◆ EXERCISE DETAILS
Transcribe the data below exactly, but only from the line containing "In this exercise you will indicate the green leaf" through its final line, both included.

Top of DATA FOR REVIEW

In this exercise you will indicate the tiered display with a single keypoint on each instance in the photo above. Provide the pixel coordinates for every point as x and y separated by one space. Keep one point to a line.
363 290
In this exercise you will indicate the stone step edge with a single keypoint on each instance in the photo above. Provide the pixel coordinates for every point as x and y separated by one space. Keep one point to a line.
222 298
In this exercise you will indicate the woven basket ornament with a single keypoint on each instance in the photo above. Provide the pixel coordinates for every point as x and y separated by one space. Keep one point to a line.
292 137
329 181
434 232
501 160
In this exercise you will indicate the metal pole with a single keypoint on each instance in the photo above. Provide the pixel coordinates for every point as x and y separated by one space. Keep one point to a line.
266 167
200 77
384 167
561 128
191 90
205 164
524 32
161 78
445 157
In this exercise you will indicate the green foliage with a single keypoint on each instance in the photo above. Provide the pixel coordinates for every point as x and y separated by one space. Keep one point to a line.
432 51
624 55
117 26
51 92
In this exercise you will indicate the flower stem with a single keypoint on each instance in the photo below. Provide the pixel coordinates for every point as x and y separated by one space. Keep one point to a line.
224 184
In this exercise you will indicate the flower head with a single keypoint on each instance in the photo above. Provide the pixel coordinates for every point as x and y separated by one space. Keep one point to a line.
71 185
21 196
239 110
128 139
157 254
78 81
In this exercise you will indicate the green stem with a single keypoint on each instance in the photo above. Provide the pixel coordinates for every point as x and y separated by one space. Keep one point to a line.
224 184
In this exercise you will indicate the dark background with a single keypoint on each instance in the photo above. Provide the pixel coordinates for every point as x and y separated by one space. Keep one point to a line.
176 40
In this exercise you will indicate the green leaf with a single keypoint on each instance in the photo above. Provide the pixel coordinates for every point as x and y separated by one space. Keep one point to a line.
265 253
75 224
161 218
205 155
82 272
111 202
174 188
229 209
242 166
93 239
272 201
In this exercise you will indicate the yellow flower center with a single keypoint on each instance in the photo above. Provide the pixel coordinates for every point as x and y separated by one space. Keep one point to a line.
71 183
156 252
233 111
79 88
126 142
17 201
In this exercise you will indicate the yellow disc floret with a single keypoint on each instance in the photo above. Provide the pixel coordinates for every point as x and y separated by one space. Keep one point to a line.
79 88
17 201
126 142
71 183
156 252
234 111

Bottom of DATA FOR REVIEW

◆ ANSWER TO THE PROBLEM
In this exercise you will indicate the green leaf with a single keypoint on each instance in the photo above. Provide the pixel coordinates for every point as x and y separated by one space. Keep one point to a line.
265 253
75 224
161 218
205 155
82 272
111 202
174 188
229 209
242 166
93 239
272 201
In this exercise you will indicate the yellow flower center with a single keypoint on each instance in the photo above. Provide the pixel coordinates for every point as x and y separated by one space. Keep one point to a line.
71 183
156 252
233 111
79 88
126 142
17 201
In this exercise you will indicate the yellow disc floret with a single keypoint on each instance in the photo above. Provide the pixel coordinates for every point as x and y separated by one space. Keep one point to a line.
79 88
17 201
126 142
71 183
156 252
234 111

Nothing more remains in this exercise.